Quote the following material verbatim, reproducing every line in full and without alteration.

— start —

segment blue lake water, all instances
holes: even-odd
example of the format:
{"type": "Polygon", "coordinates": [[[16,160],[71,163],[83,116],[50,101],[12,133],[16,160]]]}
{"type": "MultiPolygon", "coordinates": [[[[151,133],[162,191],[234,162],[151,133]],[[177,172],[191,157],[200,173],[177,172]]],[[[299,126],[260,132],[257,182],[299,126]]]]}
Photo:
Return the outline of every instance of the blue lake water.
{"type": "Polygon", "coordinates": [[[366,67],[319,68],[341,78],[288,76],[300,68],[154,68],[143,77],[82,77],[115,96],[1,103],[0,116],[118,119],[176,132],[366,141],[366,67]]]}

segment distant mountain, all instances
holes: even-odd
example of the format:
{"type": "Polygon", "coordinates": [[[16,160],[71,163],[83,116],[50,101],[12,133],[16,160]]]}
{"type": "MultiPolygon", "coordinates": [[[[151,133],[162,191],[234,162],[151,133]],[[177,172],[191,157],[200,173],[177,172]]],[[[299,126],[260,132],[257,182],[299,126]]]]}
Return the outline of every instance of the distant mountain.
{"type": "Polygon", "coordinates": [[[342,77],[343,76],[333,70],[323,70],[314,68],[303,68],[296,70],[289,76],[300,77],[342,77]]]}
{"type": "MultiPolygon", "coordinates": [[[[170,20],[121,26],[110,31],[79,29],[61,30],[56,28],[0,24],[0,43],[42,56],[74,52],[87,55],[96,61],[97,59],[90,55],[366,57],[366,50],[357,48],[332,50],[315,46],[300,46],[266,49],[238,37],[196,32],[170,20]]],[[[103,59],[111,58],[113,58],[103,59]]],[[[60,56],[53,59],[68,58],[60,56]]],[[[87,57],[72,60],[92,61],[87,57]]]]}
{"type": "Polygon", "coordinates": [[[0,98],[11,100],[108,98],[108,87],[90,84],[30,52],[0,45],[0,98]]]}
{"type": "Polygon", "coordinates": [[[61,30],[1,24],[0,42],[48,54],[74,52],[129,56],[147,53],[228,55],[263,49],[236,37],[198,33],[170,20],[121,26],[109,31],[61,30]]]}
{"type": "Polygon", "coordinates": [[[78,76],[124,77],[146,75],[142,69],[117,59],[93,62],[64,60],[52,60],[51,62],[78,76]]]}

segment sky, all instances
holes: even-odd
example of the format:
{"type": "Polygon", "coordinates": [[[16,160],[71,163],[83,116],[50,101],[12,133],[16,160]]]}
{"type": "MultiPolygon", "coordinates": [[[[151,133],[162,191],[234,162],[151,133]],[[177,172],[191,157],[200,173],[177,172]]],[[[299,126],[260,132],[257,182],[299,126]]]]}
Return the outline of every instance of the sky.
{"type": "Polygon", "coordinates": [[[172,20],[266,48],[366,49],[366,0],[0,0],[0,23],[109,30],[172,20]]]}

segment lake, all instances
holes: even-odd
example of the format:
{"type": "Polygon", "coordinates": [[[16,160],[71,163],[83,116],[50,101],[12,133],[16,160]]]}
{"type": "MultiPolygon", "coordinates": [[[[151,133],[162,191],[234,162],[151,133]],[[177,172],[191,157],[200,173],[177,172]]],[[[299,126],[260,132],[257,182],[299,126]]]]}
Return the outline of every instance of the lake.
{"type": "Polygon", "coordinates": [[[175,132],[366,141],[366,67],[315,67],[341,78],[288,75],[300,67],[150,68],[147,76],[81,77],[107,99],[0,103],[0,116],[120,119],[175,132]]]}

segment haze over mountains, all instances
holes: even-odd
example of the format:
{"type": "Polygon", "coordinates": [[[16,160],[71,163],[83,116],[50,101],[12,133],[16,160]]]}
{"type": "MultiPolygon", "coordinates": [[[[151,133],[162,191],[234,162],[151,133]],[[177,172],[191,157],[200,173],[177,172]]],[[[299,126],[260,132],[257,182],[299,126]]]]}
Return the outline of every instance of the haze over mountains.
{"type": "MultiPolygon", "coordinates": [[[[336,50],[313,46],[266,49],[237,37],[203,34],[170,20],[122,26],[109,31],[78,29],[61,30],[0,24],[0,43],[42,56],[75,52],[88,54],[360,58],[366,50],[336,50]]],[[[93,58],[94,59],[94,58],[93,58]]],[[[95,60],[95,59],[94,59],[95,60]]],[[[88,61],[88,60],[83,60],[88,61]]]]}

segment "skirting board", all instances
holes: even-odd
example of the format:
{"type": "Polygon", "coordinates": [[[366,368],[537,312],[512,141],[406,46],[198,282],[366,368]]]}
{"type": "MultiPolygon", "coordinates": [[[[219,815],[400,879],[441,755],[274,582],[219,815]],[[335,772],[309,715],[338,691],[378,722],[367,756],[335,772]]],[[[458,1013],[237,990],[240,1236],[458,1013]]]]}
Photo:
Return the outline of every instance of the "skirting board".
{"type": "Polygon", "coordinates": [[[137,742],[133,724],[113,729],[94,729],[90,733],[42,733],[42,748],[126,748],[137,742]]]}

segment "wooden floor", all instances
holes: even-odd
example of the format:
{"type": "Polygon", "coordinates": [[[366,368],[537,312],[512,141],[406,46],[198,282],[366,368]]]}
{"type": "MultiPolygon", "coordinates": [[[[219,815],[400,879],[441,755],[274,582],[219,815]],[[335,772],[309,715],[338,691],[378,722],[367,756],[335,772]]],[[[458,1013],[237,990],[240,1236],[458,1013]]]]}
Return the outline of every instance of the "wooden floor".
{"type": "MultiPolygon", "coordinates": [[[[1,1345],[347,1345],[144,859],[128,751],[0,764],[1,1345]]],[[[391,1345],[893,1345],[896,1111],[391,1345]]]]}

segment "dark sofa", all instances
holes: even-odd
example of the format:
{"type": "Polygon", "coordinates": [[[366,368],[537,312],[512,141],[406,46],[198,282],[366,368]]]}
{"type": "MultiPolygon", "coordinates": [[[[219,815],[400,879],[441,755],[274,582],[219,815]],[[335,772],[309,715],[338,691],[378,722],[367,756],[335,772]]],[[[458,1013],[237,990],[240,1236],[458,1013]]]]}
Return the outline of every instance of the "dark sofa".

— end —

Reply to the task:
segment blue lake water, all instances
holes: even-odd
example of the format:
{"type": "Polygon", "coordinates": [[[16,160],[71,163],[83,116],[50,101],[12,133],[16,160]]]}
{"type": "MultiPolygon", "coordinates": [[[[151,133],[162,191],[234,162],[151,133]],[[177,172],[191,157],[200,173],[177,172]]],[[[299,126],[260,132],[257,182],[299,126]]]]}
Photo:
Return the outline of every instance of the blue lake water.
{"type": "Polygon", "coordinates": [[[366,67],[319,68],[341,78],[288,76],[300,68],[154,68],[143,77],[82,77],[115,96],[1,103],[0,116],[118,119],[176,132],[366,141],[366,67]]]}

segment distant mountain, all instances
holes: even-odd
example of the format:
{"type": "Polygon", "coordinates": [[[16,160],[71,163],[83,116],[50,101],[12,133],[16,160]]]}
{"type": "MultiPolygon", "coordinates": [[[[151,133],[162,191],[234,162],[151,133]],[[177,172],[191,157],[200,173],[177,172]]],[[[299,126],[260,132],[257,182],[299,126]]]]}
Return the outline of every instance of the distant mountain.
{"type": "Polygon", "coordinates": [[[342,77],[343,76],[333,70],[323,70],[314,68],[303,68],[296,70],[289,76],[300,77],[342,77]]]}
{"type": "MultiPolygon", "coordinates": [[[[170,20],[121,26],[110,31],[79,29],[61,30],[56,28],[0,24],[0,43],[42,56],[74,52],[87,55],[96,61],[97,59],[90,55],[366,57],[366,50],[357,48],[332,50],[315,46],[300,46],[266,49],[238,37],[196,32],[170,20]]],[[[103,59],[111,58],[113,58],[103,59]]],[[[60,56],[53,59],[68,58],[60,56]]],[[[87,57],[72,60],[92,61],[87,57]]]]}
{"type": "Polygon", "coordinates": [[[0,98],[11,100],[108,98],[108,87],[90,84],[30,52],[0,45],[0,98]]]}
{"type": "Polygon", "coordinates": [[[61,30],[1,24],[0,42],[48,54],[74,52],[129,56],[147,53],[228,55],[263,49],[236,37],[198,33],[170,20],[121,26],[109,31],[61,30]]]}
{"type": "Polygon", "coordinates": [[[78,76],[124,77],[146,75],[142,69],[117,59],[93,62],[64,60],[52,60],[51,62],[78,76]]]}

segment sky, all instances
holes: even-odd
example of the format:
{"type": "Polygon", "coordinates": [[[16,160],[71,163],[83,116],[50,101],[12,133],[16,160]]]}
{"type": "MultiPolygon", "coordinates": [[[[151,133],[162,191],[234,162],[151,133]],[[177,172],[191,157],[200,173],[177,172]]],[[[299,126],[260,132],[257,182],[299,126]]]]}
Return the outline of every instance of the sky.
{"type": "Polygon", "coordinates": [[[172,20],[266,48],[366,49],[366,0],[0,0],[0,23],[109,30],[172,20]]]}

segment lake, all instances
holes: even-odd
example of the format:
{"type": "Polygon", "coordinates": [[[16,160],[71,163],[83,116],[50,101],[12,133],[16,160]]]}
{"type": "MultiPolygon", "coordinates": [[[[151,133],[162,191],[234,162],[151,133]],[[177,172],[191,157],[200,173],[177,172]]],[[[299,126],[260,132],[257,182],[299,126]]]]}
Return the outline of every instance of the lake.
{"type": "Polygon", "coordinates": [[[175,132],[366,141],[366,67],[315,67],[341,78],[288,75],[300,67],[150,68],[147,76],[81,77],[107,99],[0,103],[0,116],[120,119],[175,132]]]}

segment haze over mountains, all instances
holes: even-odd
example of the format:
{"type": "Polygon", "coordinates": [[[16,160],[71,163],[83,116],[50,101],[12,133],[16,160]]]}
{"type": "MultiPolygon", "coordinates": [[[[151,133],[162,191],[234,162],[151,133]],[[177,172],[191,157],[200,173],[177,172]]],[[[299,126],[260,132],[257,182],[299,126]]]]}
Return the outline of every instance of the haze over mountains.
{"type": "MultiPolygon", "coordinates": [[[[336,50],[313,46],[266,49],[237,37],[203,34],[170,20],[122,26],[109,31],[78,29],[61,30],[0,24],[0,43],[42,56],[75,52],[88,54],[360,58],[366,50],[336,50]]],[[[93,58],[94,59],[94,58],[93,58]]],[[[95,60],[95,59],[94,59],[95,60]]],[[[88,61],[88,60],[83,60],[88,61]]]]}

segment "skirting board", all instances
holes: even-odd
example of the format:
{"type": "Polygon", "coordinates": [[[366,368],[537,312],[512,141],[406,46],[198,282],[366,368]]]}
{"type": "MultiPolygon", "coordinates": [[[[219,815],[400,879],[441,755],[274,582],[219,815]],[[335,772],[309,715],[338,691],[378,722],[367,756],[335,772]]],[[[458,1013],[237,990],[240,1236],[458,1013]]]]}
Photo:
Return the outline of every instance of the "skirting board".
{"type": "Polygon", "coordinates": [[[137,742],[133,724],[113,729],[94,729],[90,733],[42,733],[42,748],[126,748],[137,742]]]}

segment "wooden floor", all instances
holes: even-odd
example of the format:
{"type": "Polygon", "coordinates": [[[366,368],[537,312],[512,141],[406,46],[198,282],[366,368]]]}
{"type": "MultiPolygon", "coordinates": [[[[219,815],[400,879],[441,755],[274,582],[219,815]],[[335,772],[309,715],[338,691],[378,722],[367,756],[335,772]]],[[[458,1013],[237,990],[240,1236],[458,1013]]]]}
Return the outline of every instance of the "wooden floor".
{"type": "MultiPolygon", "coordinates": [[[[1,1345],[347,1345],[144,859],[128,751],[0,764],[1,1345]]],[[[391,1345],[893,1345],[896,1111],[391,1345]]]]}

segment "dark sofa", all instances
holes: even-odd
example of the format:
{"type": "Polygon", "coordinates": [[[366,368],[537,312],[512,141],[406,46],[198,282],[366,368]]]}
{"type": "MultiPolygon", "coordinates": [[[[219,815],[400,879],[441,755],[274,582],[219,815]],[[335,772],[309,715],[338,691],[378,722],[367,756],[335,772]]],[[[458,1013],[237,990],[240,1236],[458,1013]]]]}
Return the outline of every instance of the "dark sofa".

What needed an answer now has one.